--- Begin Exercise input ---
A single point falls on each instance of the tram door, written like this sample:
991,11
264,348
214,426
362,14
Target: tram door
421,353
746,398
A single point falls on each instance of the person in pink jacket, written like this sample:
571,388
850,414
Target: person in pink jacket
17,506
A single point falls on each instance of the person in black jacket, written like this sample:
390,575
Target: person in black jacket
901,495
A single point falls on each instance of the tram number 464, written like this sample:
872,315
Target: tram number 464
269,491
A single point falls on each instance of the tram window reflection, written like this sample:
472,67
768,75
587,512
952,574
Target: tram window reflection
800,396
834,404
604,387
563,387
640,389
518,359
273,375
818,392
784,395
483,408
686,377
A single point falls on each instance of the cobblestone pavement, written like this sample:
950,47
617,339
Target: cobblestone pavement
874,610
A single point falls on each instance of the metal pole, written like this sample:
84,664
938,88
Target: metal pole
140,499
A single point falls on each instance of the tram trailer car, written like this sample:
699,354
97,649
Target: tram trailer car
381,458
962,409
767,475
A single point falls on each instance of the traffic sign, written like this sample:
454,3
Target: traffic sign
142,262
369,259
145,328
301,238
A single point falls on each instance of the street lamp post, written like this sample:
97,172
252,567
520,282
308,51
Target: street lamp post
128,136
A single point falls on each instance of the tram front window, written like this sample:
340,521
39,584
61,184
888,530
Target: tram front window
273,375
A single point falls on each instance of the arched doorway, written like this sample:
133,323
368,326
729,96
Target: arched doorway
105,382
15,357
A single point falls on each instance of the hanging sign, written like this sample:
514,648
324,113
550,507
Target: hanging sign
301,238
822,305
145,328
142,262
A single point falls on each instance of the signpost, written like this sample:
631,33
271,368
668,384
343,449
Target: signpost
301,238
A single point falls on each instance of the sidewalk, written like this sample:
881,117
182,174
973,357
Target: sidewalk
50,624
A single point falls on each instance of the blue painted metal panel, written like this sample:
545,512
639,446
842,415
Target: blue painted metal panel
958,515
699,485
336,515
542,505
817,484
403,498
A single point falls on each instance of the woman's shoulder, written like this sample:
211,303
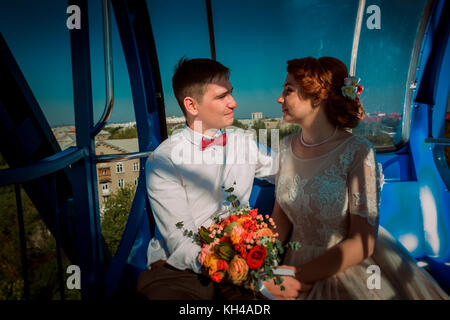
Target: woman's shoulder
287,140
361,142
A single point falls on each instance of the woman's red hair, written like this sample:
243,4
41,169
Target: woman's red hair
321,80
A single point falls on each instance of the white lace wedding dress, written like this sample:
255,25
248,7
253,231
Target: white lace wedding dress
318,195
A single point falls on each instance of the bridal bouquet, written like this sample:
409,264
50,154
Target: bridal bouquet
241,248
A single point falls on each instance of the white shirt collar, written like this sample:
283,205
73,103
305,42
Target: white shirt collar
196,137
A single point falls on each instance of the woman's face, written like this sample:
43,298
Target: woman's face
295,109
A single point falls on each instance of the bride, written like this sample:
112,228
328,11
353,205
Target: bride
328,194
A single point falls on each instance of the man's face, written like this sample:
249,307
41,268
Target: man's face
215,110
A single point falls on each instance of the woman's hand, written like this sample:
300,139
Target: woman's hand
292,287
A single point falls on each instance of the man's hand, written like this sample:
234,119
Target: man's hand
292,287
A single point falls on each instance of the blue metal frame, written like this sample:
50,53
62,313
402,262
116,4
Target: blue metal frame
140,54
412,173
91,251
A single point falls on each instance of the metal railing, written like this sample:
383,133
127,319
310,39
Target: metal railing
46,167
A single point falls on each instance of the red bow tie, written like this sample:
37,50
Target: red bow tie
220,141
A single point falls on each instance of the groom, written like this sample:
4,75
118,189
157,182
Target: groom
186,178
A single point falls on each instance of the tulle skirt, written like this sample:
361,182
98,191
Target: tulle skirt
391,273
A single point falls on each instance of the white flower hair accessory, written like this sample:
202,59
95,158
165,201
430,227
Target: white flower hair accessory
351,88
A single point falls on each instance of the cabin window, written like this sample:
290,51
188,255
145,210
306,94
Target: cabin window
263,35
37,35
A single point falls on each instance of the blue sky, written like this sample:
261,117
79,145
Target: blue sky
253,38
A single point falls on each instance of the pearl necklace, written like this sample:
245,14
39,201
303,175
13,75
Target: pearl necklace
316,144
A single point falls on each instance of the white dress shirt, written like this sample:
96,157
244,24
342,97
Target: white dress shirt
185,183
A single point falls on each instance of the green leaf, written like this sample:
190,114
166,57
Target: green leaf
180,225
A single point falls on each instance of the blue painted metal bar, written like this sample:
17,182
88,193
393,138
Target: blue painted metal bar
57,234
23,244
42,168
212,42
140,54
109,77
90,245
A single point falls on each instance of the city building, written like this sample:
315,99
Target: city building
256,116
113,175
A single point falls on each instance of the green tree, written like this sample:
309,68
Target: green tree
41,253
115,215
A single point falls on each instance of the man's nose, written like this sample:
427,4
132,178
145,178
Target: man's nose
280,99
233,103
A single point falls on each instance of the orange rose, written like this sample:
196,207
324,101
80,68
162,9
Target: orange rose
264,232
243,219
211,263
237,234
238,270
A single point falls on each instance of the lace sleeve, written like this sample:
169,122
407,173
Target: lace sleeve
364,185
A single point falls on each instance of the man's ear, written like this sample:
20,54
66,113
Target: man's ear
191,106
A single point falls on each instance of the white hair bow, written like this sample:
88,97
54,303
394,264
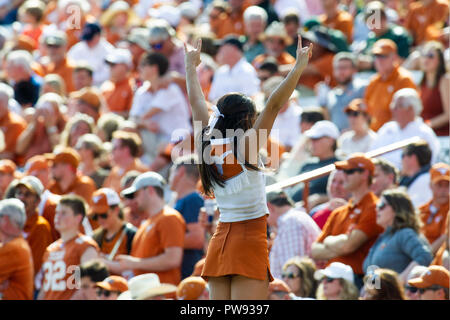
--- End Exercise input ---
_What is needed_.
Update all of the rows so that "written like this sample" becomes "formatted like this sample" everywhere, with nothing else changed. Omit the pictures from your answer.

_Task result_.
A single point falls on each instance of the tram door, formatted like this sample:
991,11
264,348
214,426
362,14
Target: tram door
421,353
746,398
A single point falls on each instance of the person in pink jacket, formatted like this sample:
571,388
850,414
Target: person in pink jacket
17,506
A single point falls on each instance of the person in black jacket, formatted like this sample:
390,575
Target: person in black jacket
901,495
A single point falls on each instance of the tram number 464, formatted like this sample:
872,315
Target: tram number 464
269,491
A single point falls on each instance of the tram window reflection, formatted like this sample:
472,67
768,75
587,512
952,574
Target: tram window reflection
800,396
834,404
604,387
563,387
640,389
518,359
273,375
818,392
784,395
483,408
686,377
A single point falls on each instance of the cobblestone pavement, formatted like this sample:
950,47
617,339
Target: cobblestone pavement
874,610
A single point falls on each instance of the metal pole, formatted like this sample:
84,664
938,88
Target: metal pole
140,499
A single point falls on each instance of the tram trailer car, formatted like this sample:
699,354
97,649
Target: tram trailer car
381,458
962,409
767,475
A single point falls on each instance of the traffic sign, formatted like this sample:
454,3
Target: traffic sign
142,262
369,259
145,328
301,238
A single point falls on each instance of the street lamp post, formatted like this sample:
97,172
252,567
520,282
308,51
Target: street lamp post
128,136
A single point falls on each instance of the tram front window, formatted like this sample:
340,521
39,584
61,184
888,530
Target: tram front window
273,375
A single point falls on each instance of the arched doorway, formatted like this sample:
133,323
368,326
729,96
Target: arched doorway
105,382
15,357
A single point falls on each instance of the hanging sign, formatted like this sample:
514,648
324,113
550,507
Target: hanging sign
301,238
822,305
145,328
142,262
A single point falls on each instance of the signpost, formatted like this sample:
631,33
271,368
668,384
343,449
Target: signpost
301,238
A single point falls on each instance of the sidewalk, formatted like this sample:
881,117
182,174
973,357
Target: sidewalk
50,624
A single point falls on each instance of the blue painted metal panel, formatted like this sample:
545,512
639,446
842,415
Target: blue painted metal panel
958,515
699,485
336,515
542,505
817,484
403,498
A single point falls on each instance of the woman's shoulder, formatted like this sample:
211,303
Target: woman's shoulder
287,140
361,142
A single point falls on each instance of the woman's red hair, formatted like this sample:
243,4
41,169
Target: woman's red hair
321,80
A single point falls on each instance of the white lace wedding dress, formatted like this sample:
255,25
248,7
253,231
Target: white lace wedding dress
318,195
A single point falls on each instance of the bridal bouquet, formatted like this sample:
409,264
50,154
Target: bridal bouquet
241,248
A single point falls on each instance of the white shirt collar, formatted like this sample:
283,205
73,103
305,42
Target: white shirt collar
196,137
A single point falls on each instance of the woman's face, formatted like this sample:
43,298
Target: woman's face
295,109
A single point falls on each instance of the bride, formatted like this sample:
112,228
328,11
353,205
Target: bride
328,194
A single point falls on each instance of the man's face, formatted like this sample:
249,307
41,268
Target: man's face
215,110
A single point falls on each instance of the woman's hand, formatted like this sample:
300,139
Target: woman's hand
292,287
A single point falls on each instance of the man's hand, formatted like this sample:
234,119
Target: man's hand
292,287
A single point falls on each instance of the blue metal frame, formatted like this sample:
50,53
62,313
402,262
116,4
Target: blue metal frame
140,54
412,173
91,251
A single point falls on each instance of the metal railing, formatted like this sample:
383,133
127,319
310,39
Target: metal railing
46,167
A single point falls on each instance of the red bow tie, formatted like this sample:
37,50
Target: red bow tie
220,141
A single point falls on each instance of the groom, formatted like this sample:
4,75
118,189
157,182
Target: groom
186,178
A single point falls on each instance of the tulle skirt, formatted like this sample:
361,182
98,191
Target: tulle skirt
391,273
A single point falls on each instance of the white flower hair accessory, formatted like this sample:
202,59
95,158
165,201
430,227
Target: white flower hair accessory
351,88
A single point falls on each instance of the cabin window, formatted like this sample:
290,51
188,255
145,210
306,94
Target: cabin window
263,35
37,35
A single point falls on each instance of the blue sky, formatted like this sample:
261,117
79,145
Target: blue sky
253,38
A single point falls on each instance of the pearl necklace, formatted like this sample:
245,14
39,201
303,175
13,75
Target: pearl necklace
316,144
A single point falls on each instance of the white dress shirt, formatted like this sample:
96,157
244,24
342,97
Target: white dress shirt
185,183
A single point falls on each instance of the green leaf, formatted like this sample:
190,114
166,57
Target: green leaf
180,225
A single point falls on each instance of the blue painted metal bar, formatted like this sample:
17,182
88,193
393,138
Target: blue painted metal bar
57,234
23,244
42,168
212,42
140,54
109,77
90,245
A single point falls on each instance of the city building, formatted like this sample:
315,99
Target: city building
256,116
113,175
A single point falls on each instance of the green tree, formatted like this sample:
309,68
Target: green tree
41,253
115,215
A single point falls on each instance of the man's nose, formatted like this sample:
427,4
132,178
145,178
Target: man's nose
280,99
233,103
A single point falls on each instance of the orange rose, formatted like this sample:
196,207
324,101
80,68
162,9
Target: orange rose
264,232
243,219
211,263
237,234
238,270
A single point falls on each instance of the lace sleeve, formatted like this sample:
169,122
407,173
Target: lace sleeve
364,185
A single point falls on each instance of the man's ear, formatted like this sample:
20,54
66,113
Target: man's ear
191,106
A single point falls on each instance of the white hair bow, formatted like this sample:
88,97
54,303
394,264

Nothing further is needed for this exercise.